### Selected excerpt

Calvin Chi

calvin.chi at berkeley dot edu



I am an applied scientist at Amazon Advertising, working on machine learning model development and deployment, from research papers to writing production code. I was a major contributor in the launch of Amazon Demand-side Platform's first deep learning system. My areas of applied research include semi-supervised learning, multitask learning, and modeled uncertainty.

I completed my Ph.D. in Computational Biology at UC Berkeley in 2020, advised by Haiyan Huang and Lisa Barcellos, and supported by the NSF Graduate Research Fellowship. My graduate work was at the intersection of applied machine learning and epidemiology/pharmacogenomics, which is summarized by this dissertation.

My graduate coursework was focused on the areas of statistics and computer science, where I studied optimization, algorithms, theoretical statistics, machine learning, computer vision, NLP, and reinforcement learning.


"Nature cannot be fooled." - Richard Feynman

Biography

I grew up in Taichung, Taiwan as a third culture kid, and always had an interest in STEM. Unfortunately, because my high school education was focused on the liberal arts and natural sciences, I was not aware of the engineering career until my senior year in high school. In college, I was pre-med because I thought medicine was the best way to practice my interest in STEM. However, after trying out a few courses in statistics and programming, and going on medical school interviews, I realized I was more interested in a career in computing, engineering, and data science. This led me to turn down my medical school admissions offer and to pursue a Ph.D. in Computational Biology, where I fell in love with computing and found my eventual career path. If you happen to find my rate my professors profile, it is a joke started by college classmates back in organic chemistry. The map indicates cities I have been to.

######

▸ **Prompt A**
According to the profile, which fellowship supported Calvin Chi's Ph.D. work?
▸ **Prompt B**
Transcribe the stretch of the profile from "calvin.chi at berkeley" through "by this dissertation.".

### Given entries

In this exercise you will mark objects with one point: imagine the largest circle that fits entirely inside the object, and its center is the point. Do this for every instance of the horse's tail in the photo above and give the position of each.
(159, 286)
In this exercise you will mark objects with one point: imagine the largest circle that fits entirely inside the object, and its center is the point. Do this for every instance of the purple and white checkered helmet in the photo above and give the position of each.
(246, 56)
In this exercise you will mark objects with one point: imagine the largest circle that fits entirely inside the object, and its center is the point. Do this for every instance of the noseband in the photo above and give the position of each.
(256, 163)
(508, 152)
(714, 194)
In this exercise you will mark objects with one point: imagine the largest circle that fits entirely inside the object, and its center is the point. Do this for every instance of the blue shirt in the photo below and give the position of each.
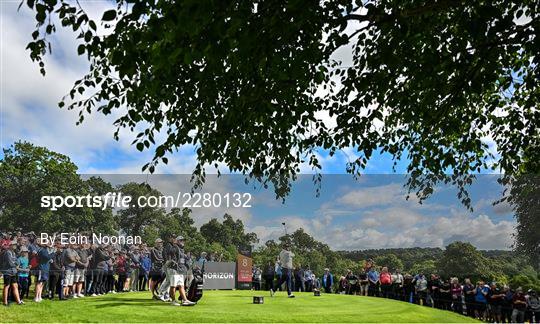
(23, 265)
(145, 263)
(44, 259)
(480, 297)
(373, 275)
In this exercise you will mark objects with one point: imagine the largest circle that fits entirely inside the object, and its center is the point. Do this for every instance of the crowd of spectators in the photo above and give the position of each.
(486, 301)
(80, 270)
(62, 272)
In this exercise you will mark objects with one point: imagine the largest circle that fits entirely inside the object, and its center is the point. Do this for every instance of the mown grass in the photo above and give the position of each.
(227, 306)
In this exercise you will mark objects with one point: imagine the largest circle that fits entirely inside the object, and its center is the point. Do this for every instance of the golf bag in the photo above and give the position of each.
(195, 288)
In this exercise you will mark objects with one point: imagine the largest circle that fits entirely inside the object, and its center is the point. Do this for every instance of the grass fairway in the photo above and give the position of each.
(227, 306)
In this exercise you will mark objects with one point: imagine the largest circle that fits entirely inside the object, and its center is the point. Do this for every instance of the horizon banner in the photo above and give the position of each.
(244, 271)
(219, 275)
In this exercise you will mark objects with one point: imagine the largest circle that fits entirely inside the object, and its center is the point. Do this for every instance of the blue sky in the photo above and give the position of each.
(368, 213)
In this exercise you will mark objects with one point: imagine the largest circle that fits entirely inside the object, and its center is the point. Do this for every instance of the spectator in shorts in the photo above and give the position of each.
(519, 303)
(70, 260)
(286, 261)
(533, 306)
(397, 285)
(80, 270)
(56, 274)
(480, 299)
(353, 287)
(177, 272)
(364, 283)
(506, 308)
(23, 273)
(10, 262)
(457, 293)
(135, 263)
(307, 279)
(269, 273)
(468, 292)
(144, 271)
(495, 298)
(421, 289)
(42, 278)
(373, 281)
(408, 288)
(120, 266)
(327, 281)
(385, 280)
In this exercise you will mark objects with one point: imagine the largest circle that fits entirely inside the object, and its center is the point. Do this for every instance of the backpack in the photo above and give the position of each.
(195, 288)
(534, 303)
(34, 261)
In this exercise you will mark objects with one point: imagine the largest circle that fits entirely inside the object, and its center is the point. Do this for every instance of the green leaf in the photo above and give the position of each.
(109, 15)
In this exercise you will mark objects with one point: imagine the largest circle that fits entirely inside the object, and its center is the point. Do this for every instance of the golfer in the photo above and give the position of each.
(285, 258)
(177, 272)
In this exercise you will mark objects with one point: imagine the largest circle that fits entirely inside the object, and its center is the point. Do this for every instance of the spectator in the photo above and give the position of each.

######
### Given entries

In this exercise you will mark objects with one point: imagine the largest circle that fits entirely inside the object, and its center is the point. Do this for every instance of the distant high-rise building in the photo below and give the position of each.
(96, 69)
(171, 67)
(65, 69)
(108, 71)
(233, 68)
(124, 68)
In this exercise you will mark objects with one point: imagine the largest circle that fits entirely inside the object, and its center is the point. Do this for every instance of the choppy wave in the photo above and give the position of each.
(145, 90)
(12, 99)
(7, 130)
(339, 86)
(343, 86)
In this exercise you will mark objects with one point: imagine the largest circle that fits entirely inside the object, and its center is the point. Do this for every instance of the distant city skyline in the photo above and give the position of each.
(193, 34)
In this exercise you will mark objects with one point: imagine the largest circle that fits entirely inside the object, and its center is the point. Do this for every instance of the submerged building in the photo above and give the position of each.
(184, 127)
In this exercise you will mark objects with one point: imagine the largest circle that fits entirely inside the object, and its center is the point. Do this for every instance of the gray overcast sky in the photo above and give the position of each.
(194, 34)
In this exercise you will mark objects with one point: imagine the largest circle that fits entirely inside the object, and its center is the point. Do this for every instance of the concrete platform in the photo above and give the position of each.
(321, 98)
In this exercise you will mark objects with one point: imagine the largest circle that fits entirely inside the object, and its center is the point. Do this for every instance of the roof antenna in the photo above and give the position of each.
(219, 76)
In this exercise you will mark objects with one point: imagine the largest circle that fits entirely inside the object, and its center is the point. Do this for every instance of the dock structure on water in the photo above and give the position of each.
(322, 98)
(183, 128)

######

▸ **Answer section A**
The NSF Graduate Research Fellowship.

▸ **Answer section B**
calvin.chi at berkeley dot edu



I am an applied scientist at Amazon Advertising, working on machine learning model development and deployment, from research papers to writing production code. I was a major contributor in the launch of Amazon Demand-side Platform's first deep learning system. My areas of applied research include semi-supervised learning, multitask learning, and modeled uncertainty.

I completed my Ph.D. in Computational Biology at UC Berkeley in 2020, advised by Haiyan Huang and Lisa Barcellos, and supported by the NSF Graduate Research Fellowship. My graduate work was at the intersection of applied machine learning and epidemiology/pharmacogenomics, which is summarized by this dissertation.